Task to carry out: Word for word, print each record, dropping any image it holds.
======== Record set ========
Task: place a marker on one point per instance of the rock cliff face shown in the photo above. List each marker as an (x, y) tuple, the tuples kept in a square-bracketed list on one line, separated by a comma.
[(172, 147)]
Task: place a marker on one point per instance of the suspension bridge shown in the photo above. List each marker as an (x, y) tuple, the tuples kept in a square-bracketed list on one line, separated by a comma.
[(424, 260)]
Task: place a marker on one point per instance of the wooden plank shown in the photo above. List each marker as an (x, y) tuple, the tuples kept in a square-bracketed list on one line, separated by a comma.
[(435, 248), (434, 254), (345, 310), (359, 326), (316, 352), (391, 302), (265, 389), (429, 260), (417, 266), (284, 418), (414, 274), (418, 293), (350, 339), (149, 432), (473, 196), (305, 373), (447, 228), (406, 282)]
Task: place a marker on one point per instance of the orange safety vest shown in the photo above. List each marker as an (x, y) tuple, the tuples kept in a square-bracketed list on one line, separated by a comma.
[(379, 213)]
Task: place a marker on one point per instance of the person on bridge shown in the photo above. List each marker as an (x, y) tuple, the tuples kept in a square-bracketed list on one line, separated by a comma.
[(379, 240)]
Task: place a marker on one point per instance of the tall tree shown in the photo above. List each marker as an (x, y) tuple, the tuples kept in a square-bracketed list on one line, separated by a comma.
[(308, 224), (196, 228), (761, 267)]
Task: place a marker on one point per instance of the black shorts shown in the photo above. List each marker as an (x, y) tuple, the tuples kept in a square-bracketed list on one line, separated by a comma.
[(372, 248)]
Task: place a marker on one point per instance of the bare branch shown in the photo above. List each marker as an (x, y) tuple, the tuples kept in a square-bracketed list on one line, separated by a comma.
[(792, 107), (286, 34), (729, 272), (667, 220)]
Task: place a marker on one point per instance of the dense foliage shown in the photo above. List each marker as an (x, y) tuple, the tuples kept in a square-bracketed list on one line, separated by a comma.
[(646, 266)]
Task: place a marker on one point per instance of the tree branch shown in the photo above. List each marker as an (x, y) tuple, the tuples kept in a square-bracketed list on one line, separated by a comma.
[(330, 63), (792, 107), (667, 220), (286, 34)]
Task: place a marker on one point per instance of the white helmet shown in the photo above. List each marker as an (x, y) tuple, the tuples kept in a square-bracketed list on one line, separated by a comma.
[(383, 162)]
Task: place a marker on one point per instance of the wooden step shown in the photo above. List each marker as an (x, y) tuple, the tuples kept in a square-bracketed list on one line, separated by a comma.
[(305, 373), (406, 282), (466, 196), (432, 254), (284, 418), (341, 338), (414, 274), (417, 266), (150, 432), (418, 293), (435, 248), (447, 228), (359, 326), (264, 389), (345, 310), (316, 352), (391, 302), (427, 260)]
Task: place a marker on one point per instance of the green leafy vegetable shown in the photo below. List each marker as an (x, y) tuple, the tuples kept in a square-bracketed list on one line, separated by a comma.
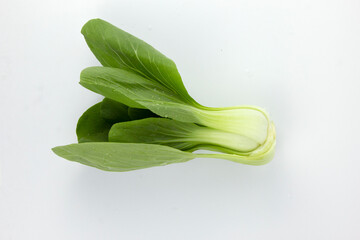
[(148, 118)]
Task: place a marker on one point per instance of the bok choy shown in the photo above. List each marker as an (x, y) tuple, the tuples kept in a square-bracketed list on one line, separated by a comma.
[(147, 117)]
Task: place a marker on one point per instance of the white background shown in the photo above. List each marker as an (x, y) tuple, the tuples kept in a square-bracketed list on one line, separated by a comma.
[(300, 60)]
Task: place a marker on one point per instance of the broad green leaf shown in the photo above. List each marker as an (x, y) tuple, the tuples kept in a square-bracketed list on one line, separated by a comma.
[(138, 113), (117, 84), (180, 135), (116, 48), (122, 157), (155, 131), (114, 111), (91, 127), (125, 87)]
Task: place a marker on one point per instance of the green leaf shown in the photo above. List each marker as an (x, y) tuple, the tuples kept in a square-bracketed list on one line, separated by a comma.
========
Response to this task:
Task: place a marker on one point per instance of the rock cliff face shown in the photo above. List each marker as an (x, y) tuple, the tuples kept in a square-bracketed list on one line, separated by a comma.
[(172, 147)]
Task: place a marker on one point per instance of the suspension bridge shown in the photo above. List each marker as an (x, y) tuple, the tuples kept in a square-bracketed list on one line, separated by a comma.
[(424, 260)]
Task: place a marker on one point per instance of the wooden plank shown in the photo above. List each marker as an (x, y) tuple, the tuples kept in a square-bracketed list on one line, separated by a comma.
[(435, 248), (434, 254), (345, 310), (359, 326), (316, 352), (391, 302), (265, 389), (429, 260), (417, 266), (284, 418), (414, 274), (418, 293), (350, 339), (149, 432), (473, 196), (305, 373), (447, 228), (406, 282)]
Task: place a marker on one point per instance of the orange safety vest shown in the photo above. List each marker as an (x, y) tuple, the tuples kept in a square-bracketed list on one line, separated by a comma.
[(379, 213)]
Task: place a marker on one point per instance of the person on bridge shown in the photo above. List each marker as an (x, y) tuple, the tuples kept in a square-bracketed list on one line, separated by a comma.
[(379, 240)]
Task: place a marker on one point per instance of the tall tree shown in the photo above. List each marker as an (x, y) tuple, the tuples kept in a square-bracketed list on one line, separated by a comma.
[(308, 224), (196, 228), (761, 267)]
Task: place a marker on one point per instance of the black shorts shown in the photo above. List each marker as an (x, y) tuple, the tuples kept in a square-bracketed list on one line, separated by a comma.
[(372, 248)]
Task: place a marker on one point per instance of the bare branch shown in the photo above. List each marker as an (x, y) tuple, the tuples kept in a square-bracketed list on one line, separated by a comma.
[(792, 107), (286, 34), (729, 272), (667, 220)]
Task: place a marker on one point per instance of the dense foliage shown in the photo above. List each marker as an (x, y) tuple, the tuples kept in a square-bracketed list on one line, separated by a comma.
[(646, 266)]
Task: place a marker on one point per instance of the tree branch shown in the photo above. List each marker as an (x, y) tuple, the tuples kept in a square-bracketed list on one line, separated by a comma.
[(330, 63), (792, 107), (667, 220), (286, 34)]
Task: place a marker on one point per instance of the white helmet shown in the photo above. List each marker as an (x, y) tuple, the tuples kept in a square-bracketed list on one line, separated by a comma.
[(383, 162)]
Task: place a marker on one point per instance of the wooden step shown in the photo above. List each marker as an (x, y) tuple, the tuples kept in a square-bracketed list on one line, separated by a comma.
[(305, 373), (406, 282), (466, 196), (432, 254), (284, 418), (341, 338), (414, 274), (417, 266), (150, 432), (418, 293), (435, 248), (447, 228), (359, 326), (264, 389), (345, 310), (316, 352), (391, 302), (427, 260)]
Task: place a marker on one point per instance of the green leafy vegetable shown in the photo below. List each marker as an (x, y) tuple, the tuples kept in a square-bracketed list on one line, separated by a comma.
[(148, 118)]
Task: place a marker on one point per instance of the bok choy shown in the photo above. List each marker as an (x, y) tuple, the tuples kept in a square-bracketed list on one line, separated by a comma.
[(147, 117)]
Task: place a marker on one point per instance of the white background shown in the photo above. List each marker as an (x, y) tuple, the tuples kept in a square-bracketed list on one line, separated by a comma.
[(300, 60)]
Task: place a marker on one point per instance of the broad green leaf shown in the photo above. List each marker as an (x, y) tuple, the tuples kept in a square-bracketed list on one line, separated by a comma.
[(138, 113), (117, 84), (180, 135), (116, 48), (122, 157), (155, 131), (114, 111), (91, 127), (125, 87)]
Task: place a marker on one point per instance of the green leaf shown in the photo above. List each marker as an (x, y) tuple, the tuples kept in a square-bracketed list on one line, separated by a comma.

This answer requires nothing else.